--- Start of Provided data ---

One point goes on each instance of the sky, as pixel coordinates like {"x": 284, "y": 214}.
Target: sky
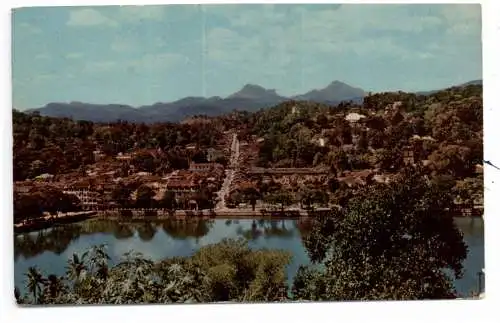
{"x": 140, "y": 55}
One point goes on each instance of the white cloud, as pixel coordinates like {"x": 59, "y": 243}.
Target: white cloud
{"x": 120, "y": 45}
{"x": 135, "y": 14}
{"x": 157, "y": 61}
{"x": 74, "y": 55}
{"x": 148, "y": 62}
{"x": 121, "y": 15}
{"x": 42, "y": 56}
{"x": 99, "y": 66}
{"x": 89, "y": 17}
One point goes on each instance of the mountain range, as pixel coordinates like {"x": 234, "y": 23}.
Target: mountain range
{"x": 250, "y": 98}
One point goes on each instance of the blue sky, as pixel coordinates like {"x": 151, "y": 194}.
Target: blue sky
{"x": 141, "y": 55}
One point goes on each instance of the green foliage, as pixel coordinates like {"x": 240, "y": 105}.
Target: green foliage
{"x": 390, "y": 242}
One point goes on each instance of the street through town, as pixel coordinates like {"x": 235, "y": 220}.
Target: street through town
{"x": 229, "y": 172}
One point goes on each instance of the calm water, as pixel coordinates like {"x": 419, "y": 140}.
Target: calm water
{"x": 50, "y": 249}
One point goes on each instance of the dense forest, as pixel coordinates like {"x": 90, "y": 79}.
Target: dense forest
{"x": 390, "y": 242}
{"x": 386, "y": 240}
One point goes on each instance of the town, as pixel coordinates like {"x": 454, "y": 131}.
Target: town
{"x": 229, "y": 175}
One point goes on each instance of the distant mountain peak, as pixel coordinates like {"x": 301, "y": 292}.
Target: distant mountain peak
{"x": 333, "y": 92}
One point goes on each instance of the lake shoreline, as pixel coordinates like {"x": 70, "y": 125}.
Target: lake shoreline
{"x": 160, "y": 214}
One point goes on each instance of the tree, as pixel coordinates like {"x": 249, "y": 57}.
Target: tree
{"x": 251, "y": 194}
{"x": 121, "y": 194}
{"x": 145, "y": 196}
{"x": 392, "y": 242}
{"x": 282, "y": 198}
{"x": 168, "y": 200}
{"x": 34, "y": 282}
{"x": 227, "y": 271}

--- End of Provided data ---

● **What is asked**
Transcribe all of the data above line for line, leaving out the pictures and changing nothing else.

● **The reply**
One point goes on each instance of the sky, as pixel coordinates like {"x": 284, "y": 214}.
Target: sky
{"x": 140, "y": 55}
One point goes on each instance of the white cloud, as pixel coordinates like {"x": 59, "y": 243}.
Target: white cloud
{"x": 120, "y": 45}
{"x": 135, "y": 14}
{"x": 157, "y": 61}
{"x": 74, "y": 55}
{"x": 148, "y": 62}
{"x": 121, "y": 15}
{"x": 42, "y": 56}
{"x": 99, "y": 66}
{"x": 89, "y": 17}
One point goes on each instance of the mountain range, as pixel coordinates like {"x": 234, "y": 23}.
Target: mountain range
{"x": 250, "y": 98}
One point goes on each instance of the blue sky, as pixel coordinates like {"x": 151, "y": 194}.
Target: blue sky
{"x": 141, "y": 55}
One point goes on each instance of the green foliage, as pixel coordinates like {"x": 240, "y": 105}.
Target: green foliage
{"x": 390, "y": 242}
One point goes on each instance of the street through town, as pixel coordinates like {"x": 235, "y": 220}.
Target: street through town
{"x": 229, "y": 172}
One point goes on each instance of the calm water, as pixel coordinates like {"x": 419, "y": 140}.
Target: calm water
{"x": 50, "y": 249}
One point goes on each instance of the dense forest, as pixel coordinates like {"x": 90, "y": 79}.
Target: dense forest
{"x": 390, "y": 242}
{"x": 386, "y": 240}
One point goes on each instance of the town, as pixel coordinates like {"x": 454, "y": 131}.
Target: town
{"x": 229, "y": 175}
One point goes on each instance of the distant mountain peak, as pixel coordinates like {"x": 301, "y": 292}.
Target: distant mountain peak
{"x": 333, "y": 92}
One point goes on each instance of the lake shoreline, as pixel coordinates like {"x": 70, "y": 125}.
Target: lake shoreline
{"x": 160, "y": 214}
One point goes on each instance of the tree, as pixel coordinates like {"x": 249, "y": 57}.
Target: tree
{"x": 251, "y": 194}
{"x": 121, "y": 194}
{"x": 145, "y": 196}
{"x": 392, "y": 242}
{"x": 282, "y": 198}
{"x": 168, "y": 200}
{"x": 34, "y": 282}
{"x": 227, "y": 271}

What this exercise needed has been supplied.